**Job**: Rewrite the records below, replacing "whole pixels" with "integer pixels" wherever it appears and keeping everything else the same. Leave out the pictures.

Dataset excerpt
# # #
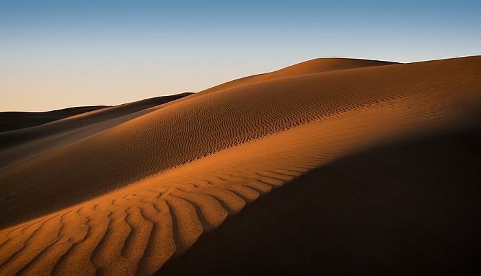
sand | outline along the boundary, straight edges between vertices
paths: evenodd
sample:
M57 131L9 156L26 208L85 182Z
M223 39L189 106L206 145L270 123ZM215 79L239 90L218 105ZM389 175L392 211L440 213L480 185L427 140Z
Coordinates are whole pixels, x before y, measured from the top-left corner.
M105 105L78 106L45 112L0 112L0 132L43 125L81 113L107 108Z
M333 170L329 171L333 164L336 164L333 162L337 161L352 160L350 166L346 165L346 168L340 168L346 175L351 175L353 168L358 171L359 175L355 173L353 175L356 181L351 182L361 183L363 188L349 190L349 187L344 187L358 194L355 199L362 197L362 192L372 190L379 190L374 191L376 195L385 194L385 188L380 183L389 182L391 187L402 188L410 179L404 182L393 181L394 173L409 168L401 166L399 170L388 170L377 166L378 163L383 166L390 164L386 162L392 156L392 150L385 147L394 147L396 152L409 153L407 160L416 160L424 156L419 153L422 151L416 149L425 147L406 141L436 139L478 129L481 118L480 76L479 56L412 64L317 59L221 84L155 105L145 113L122 115L118 118L113 116L111 120L118 120L115 124L99 127L89 135L79 135L78 139L74 133L68 139L53 140L49 147L34 155L23 153L29 150L26 147L8 145L4 151L10 150L12 155L23 155L21 162L10 164L0 171L0 190L3 198L0 201L0 274L152 274L172 257L165 271L161 269L159 273L185 270L179 268L188 267L189 264L199 262L199 258L201 259L199 256L212 253L212 250L206 250L209 248L208 244L212 243L208 238L201 240L199 249L194 247L188 251L203 234L219 226L218 230L221 231L221 224L227 217L232 216L227 218L229 221L237 221L236 218L242 215L243 209L249 203L252 203L249 210L262 212L262 208L256 209L254 201L274 188L293 180L294 184L301 182L289 190L287 187L279 188L279 192L285 190L286 195L290 191L293 196L285 204L282 199L275 201L277 205L271 204L272 208L290 209L296 202L304 200L302 196L292 195L294 186L302 186L302 181L306 182L302 179L311 177L315 179L316 188L319 189L312 192L319 193L319 201L323 201L326 196L321 195L324 190L322 189L328 189L329 185L332 187L337 179L337 175L331 173ZM67 122L63 123L68 125L69 120L75 121L82 116L58 122ZM96 124L92 125L87 127L95 128ZM468 138L478 137L473 135L468 135ZM448 139L447 144L458 143L465 136ZM33 143L42 140L43 136L25 139L28 143ZM59 145L56 146L56 143ZM471 144L475 149L469 151L479 152L476 150L476 144ZM443 147L452 147L443 145L431 151L443 150ZM372 153L374 157L361 160L358 157L360 153L371 153L369 151L373 149L380 149L375 153ZM449 158L452 166L458 168L463 164L459 160L465 159L465 155L451 156L448 153L447 151L442 156ZM471 166L479 162L479 154L474 153L469 155L472 160L467 162ZM433 155L423 154L428 157ZM425 194L430 189L436 189L438 182L440 187L445 186L442 181L444 177L440 178L435 173L436 168L445 167L436 162L426 162L424 165L429 166L421 171L425 171L425 175L418 174L424 175L425 182L429 184L423 189L401 189L405 191L403 192L422 199L422 194L417 192ZM476 173L469 167L463 166L463 169ZM319 171L324 172L321 175L324 176L320 175L317 173ZM463 172L459 171L460 174ZM473 179L467 177L465 181L473 186L476 183ZM295 190L302 195L302 188L298 189ZM339 197L346 192L336 191L337 193L333 196L335 197L331 199L333 201L335 197ZM372 197L370 195L366 199ZM390 196L393 200L399 199L399 195ZM462 201L462 199L443 200L447 205L453 205ZM315 201L315 196L305 199L308 199ZM354 204L353 202L348 203ZM476 201L473 199L472 202ZM429 203L427 201L424 204ZM386 203L383 204L361 205L359 208L370 212L369 208L381 210L385 208ZM462 216L462 212L473 210L473 205L470 206L471 209L460 208L454 214ZM304 210L297 209L300 217L317 217L316 214L324 214L326 208L331 208L327 203L313 207ZM333 208L337 207L333 205ZM442 210L438 212L443 214ZM234 216L239 212L239 215ZM408 214L414 214L412 216L416 219L422 217L412 213ZM347 213L339 210L339 214L331 218L319 216L317 225L323 225L323 220L328 218L342 221ZM397 218L396 216L401 215L383 213L379 216L379 221L388 223L391 218ZM447 218L436 223L448 223L455 232L456 229L462 232L477 230L471 225L449 221L453 216L446 216ZM242 218L239 220L242 221ZM406 225L410 225L410 221ZM293 223L295 224L293 225L283 225L286 229L284 234L303 223L301 220ZM326 221L329 231L334 233L332 223ZM429 222L423 223L427 225L423 227L436 225ZM235 225L235 223L230 225ZM225 231L243 233L250 227L242 227L238 223L237 225L240 226L236 229ZM276 225L267 223L265 226L259 231L269 231L269 227L275 227ZM369 229L362 229L361 232L368 233ZM306 231L306 235L315 235L314 230ZM383 231L388 233L391 230L392 227L385 227ZM351 232L345 231L347 240L350 240ZM401 231L396 236L399 240L410 238L410 232L405 235L405 232ZM214 236L215 233L214 230L209 234ZM224 247L226 244L228 247L230 241L233 245L236 244L233 241L235 235L230 235L230 238L223 240ZM300 233L298 235L300 238L289 235L293 239L293 244L309 243L303 239L304 236ZM316 240L313 244L317 246L310 246L318 249L320 254L328 255L328 249L335 248L337 244L331 242L323 249L324 238L328 240L322 236L313 237L313 240ZM418 236L416 238L422 240ZM425 235L423 238L429 240L432 237ZM454 242L449 235L440 234L436 238L438 240L432 242ZM256 240L254 238L252 242ZM478 242L478 240L472 240ZM343 264L357 260L353 257L350 259L346 254L352 256L361 253L362 247L359 244L353 242L347 249L335 247L341 251L339 254L345 254L344 258L340 259L344 262L333 262L335 257L331 257L326 259L326 267L339 266L339 269L344 269ZM367 255L369 260L383 255L381 251L377 251L377 249L381 248L379 244L366 244L371 254ZM461 248L467 246L466 242L456 244L461 244ZM247 250L243 251L245 256L249 254L249 250ZM262 250L259 252L269 254L269 248ZM472 251L466 249L463 252ZM316 254L310 258L317 258ZM247 260L246 258L240 260ZM385 266L384 271L396 271L396 267L403 264L410 267L409 264L404 263L408 262L409 258L386 259L383 262L379 261L380 266ZM212 263L205 267L227 267L223 264L225 259L216 260L210 256L207 260L212 260ZM316 260L316 264L322 266L323 258ZM431 261L419 262L423 264ZM290 267L295 269L296 263L291 264ZM302 262L300 264L300 267L305 266ZM456 268L456 264L446 266L449 269ZM262 267L261 264L258 266ZM318 271L316 267L305 269ZM325 271L329 271L328 268Z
# # #
**Answer to the task**:
sand | outline along the boundary, straight edges between vertices
paths: evenodd
sample:
M57 131L9 156L26 208L85 182Z
M223 39L189 106L206 145L270 123ZM215 79L239 90L218 105ZM389 175L392 211L440 213L480 185L427 140Z
Coordinates are integer pixels, x before y, measured from the top-left corner.
M105 105L78 106L45 112L0 112L0 132L43 125L81 113L107 108Z
M333 170L329 171L333 164L336 164L333 162L337 161L352 160L350 166L346 165L346 168L340 168L346 175L351 175L353 168L358 171L359 175L355 173L353 175L356 181L351 182L361 183L363 188L349 190L349 187L344 187L358 194L355 199L362 197L362 192L372 190L379 190L374 191L376 195L385 194L385 188L380 183L389 182L391 187L402 188L410 179L404 182L393 181L394 173L409 168L401 166L399 170L388 170L377 166L378 163L383 166L390 164L386 162L392 156L392 150L385 147L394 147L396 152L409 153L407 160L416 160L424 156L419 153L422 151L416 149L425 147L406 141L436 139L478 129L481 118L480 76L479 56L412 64L317 59L221 84L155 105L145 113L122 115L118 118L113 116L111 120L118 120L115 124L99 127L89 135L79 135L78 139L74 133L68 139L53 140L49 147L34 155L23 153L29 150L26 147L8 145L4 151L10 150L12 155L23 155L21 162L10 164L0 171L0 190L3 198L0 201L0 274L152 274L172 257L165 271L161 269L159 273L185 270L179 268L188 267L189 264L199 262L199 258L201 259L199 256L212 253L212 250L206 250L209 248L208 244L212 243L208 238L201 240L199 249L194 247L188 251L203 234L219 226L218 230L221 231L221 224L227 217L232 216L227 218L229 221L237 221L236 218L242 215L243 209L249 203L252 203L249 210L262 212L262 208L256 209L254 201L274 188L293 180L294 184L301 182L289 190L287 187L279 188L279 192L285 190L286 195L290 191L293 196L285 204L282 199L275 201L277 205L271 204L272 208L290 209L296 202L304 200L302 196L292 195L294 186L302 186L302 181L306 182L302 179L311 177L315 179L316 188L319 189L312 192L319 193L319 201L323 201L326 196L321 195L324 190L322 189L328 189L329 185L332 187L337 179L337 175L331 173ZM67 122L63 123L68 125L69 120L75 121L82 116L58 122ZM96 124L92 125L87 127L95 128ZM468 138L478 137L473 135L468 135ZM448 139L447 144L458 143L465 136ZM33 143L42 140L43 136L25 139L28 143ZM59 145L56 146L56 143ZM471 144L475 149L469 151L479 152L476 150L476 144ZM443 147L452 147L443 145L431 151L443 150ZM372 153L374 157L361 160L358 157L360 153L371 153L369 151L373 149L380 149L375 153ZM449 158L452 166L458 168L463 164L459 160L465 159L465 155L451 156L448 153L447 151L442 156ZM471 166L479 162L479 154L474 153L469 155L472 160L467 162ZM433 155L423 154L428 157ZM425 194L430 189L436 189L438 182L440 187L445 186L442 181L444 177L440 178L435 173L436 168L445 167L436 162L426 162L424 165L429 166L421 171L425 171L425 175L418 174L424 175L425 182L429 184L423 189L401 189L405 191L403 192L422 199L422 194L417 192ZM476 173L469 167L463 166L463 169ZM319 171L324 172L321 175L324 176L320 175L317 173ZM463 172L459 171L460 174ZM473 179L467 177L465 181L473 186L476 183ZM295 190L302 195L302 188L298 189ZM339 197L346 192L336 191L337 193L333 196L335 197L331 199L333 201L335 197ZM372 197L370 195L366 199ZM390 196L393 200L399 199L399 195ZM462 201L462 199L443 200L447 205L453 205ZM315 201L315 196L305 199L308 199ZM354 204L353 202L348 203ZM476 201L473 199L472 202ZM429 203L427 201L424 204ZM386 203L383 204L361 205L359 208L370 212L369 208L381 210L385 208ZM462 216L462 212L473 210L473 205L470 206L471 209L460 208L454 214ZM304 210L297 209L300 217L317 217L316 214L324 214L326 208L331 208L327 203L313 207ZM333 208L337 207L333 205ZM442 210L438 212L443 214ZM234 216L239 212L239 215ZM408 214L414 214L412 216L416 219L422 217L412 213ZM347 213L339 210L339 214L331 218L319 216L317 225L323 225L323 220L328 218L342 221ZM397 218L396 216L401 215L383 213L379 216L379 221L388 223L391 218ZM447 218L436 223L448 223L455 232L456 229L462 232L477 230L471 225L449 221L453 216L446 216ZM242 218L239 220L242 221ZM406 225L410 225L410 221ZM293 223L295 224L293 225L283 225L286 229L284 234L303 223L301 220ZM326 221L329 231L334 233L332 223ZM429 222L423 223L427 225L423 227L436 225ZM235 225L235 223L230 225ZM225 231L243 233L250 227L242 227L238 223L237 225L240 226L236 229ZM276 225L267 223L265 226L259 231L269 231L269 227L275 227ZM369 229L362 229L361 232L368 233ZM306 231L306 235L315 235L314 230ZM383 231L388 233L391 230L392 227L385 227ZM351 232L345 231L347 240L350 240ZM401 231L396 236L399 240L410 238L410 232L405 235L405 232ZM214 236L215 233L214 230L209 234ZM224 247L226 244L228 247L230 241L233 245L236 244L233 241L235 235L230 235L230 238L223 240ZM300 233L298 235L300 238L289 235L293 239L293 244L309 243L303 239L304 236ZM316 240L313 244L317 246L310 246L318 249L320 254L328 255L328 249L335 248L337 244L331 242L323 249L324 238L328 240L322 236L313 237L313 240ZM418 236L416 238L422 240ZM425 235L423 238L429 240L432 237ZM454 242L449 235L440 234L436 238L438 240L432 242ZM256 240L254 238L252 242ZM478 242L478 240L472 240ZM343 264L357 260L353 257L350 259L346 254L352 256L361 253L362 247L359 244L353 242L347 249L335 247L341 251L339 254L345 254L344 258L340 259L344 262L333 262L335 257L331 257L326 259L326 267L339 266L339 269L344 269ZM367 255L369 260L383 255L381 251L377 251L377 249L381 248L379 244L366 244L371 254ZM461 248L467 246L466 242L456 244L461 244ZM247 250L243 251L245 256L249 254L249 250ZM262 250L259 252L269 254L269 248ZM472 251L466 249L463 252ZM316 254L310 258L317 258ZM247 260L246 258L240 260ZM385 266L384 271L396 271L396 267L403 264L410 267L409 264L404 263L408 262L409 258L386 259L383 262L379 261L380 266ZM212 263L205 267L227 267L223 264L225 259L216 260L210 256L207 260L212 260ZM316 260L316 264L322 266L323 258ZM431 261L419 262L423 264ZM290 267L295 269L296 263L291 264ZM302 262L300 264L300 267L305 266ZM456 268L456 264L446 266L449 269ZM262 267L261 264L258 266ZM318 271L316 267L305 269ZM325 271L329 271L328 268Z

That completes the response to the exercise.